◆ **About this task**
In the entries below, go to the line containing "In the scene shown above, which region contains the bird wing?" and repeat it along with every later line, exactly.

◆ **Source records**

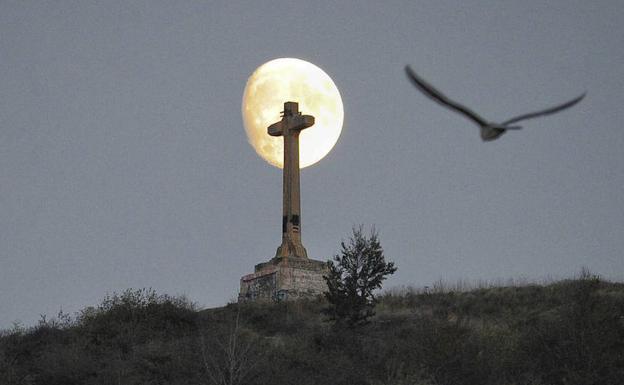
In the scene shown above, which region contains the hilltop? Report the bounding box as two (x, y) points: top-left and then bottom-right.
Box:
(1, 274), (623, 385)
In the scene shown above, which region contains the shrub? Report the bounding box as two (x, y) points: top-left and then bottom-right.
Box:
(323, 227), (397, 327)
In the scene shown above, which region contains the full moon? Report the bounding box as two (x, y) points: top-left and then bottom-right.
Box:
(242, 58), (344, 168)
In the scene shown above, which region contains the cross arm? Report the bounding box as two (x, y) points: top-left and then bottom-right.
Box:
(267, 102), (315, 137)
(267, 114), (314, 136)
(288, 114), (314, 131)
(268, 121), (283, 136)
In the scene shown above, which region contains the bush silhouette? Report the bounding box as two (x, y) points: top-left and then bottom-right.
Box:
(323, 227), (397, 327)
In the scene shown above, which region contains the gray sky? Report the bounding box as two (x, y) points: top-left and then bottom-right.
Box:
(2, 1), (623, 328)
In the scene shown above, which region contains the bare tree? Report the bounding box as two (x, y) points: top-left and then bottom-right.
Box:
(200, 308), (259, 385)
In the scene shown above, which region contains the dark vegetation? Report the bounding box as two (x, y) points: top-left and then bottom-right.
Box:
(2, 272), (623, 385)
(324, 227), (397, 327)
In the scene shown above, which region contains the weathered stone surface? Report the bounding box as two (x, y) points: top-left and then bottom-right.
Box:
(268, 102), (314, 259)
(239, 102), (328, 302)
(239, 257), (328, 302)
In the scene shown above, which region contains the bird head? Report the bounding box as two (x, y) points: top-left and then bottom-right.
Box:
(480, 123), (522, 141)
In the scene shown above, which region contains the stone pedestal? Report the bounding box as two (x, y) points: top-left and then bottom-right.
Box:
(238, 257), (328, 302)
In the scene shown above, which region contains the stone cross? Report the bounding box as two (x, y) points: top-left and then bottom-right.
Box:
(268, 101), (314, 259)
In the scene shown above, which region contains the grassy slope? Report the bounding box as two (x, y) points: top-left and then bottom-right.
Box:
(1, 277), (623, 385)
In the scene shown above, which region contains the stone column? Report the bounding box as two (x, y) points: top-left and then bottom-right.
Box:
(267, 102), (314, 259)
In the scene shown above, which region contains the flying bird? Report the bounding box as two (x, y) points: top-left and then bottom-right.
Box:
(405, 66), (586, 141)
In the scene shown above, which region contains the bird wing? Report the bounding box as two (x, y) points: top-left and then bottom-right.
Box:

◆ **Written answer**
In the scene shown above, which region contains the bird wing? Report the bounding box as two (x, y) points: top-left and then bottom-right.
Box:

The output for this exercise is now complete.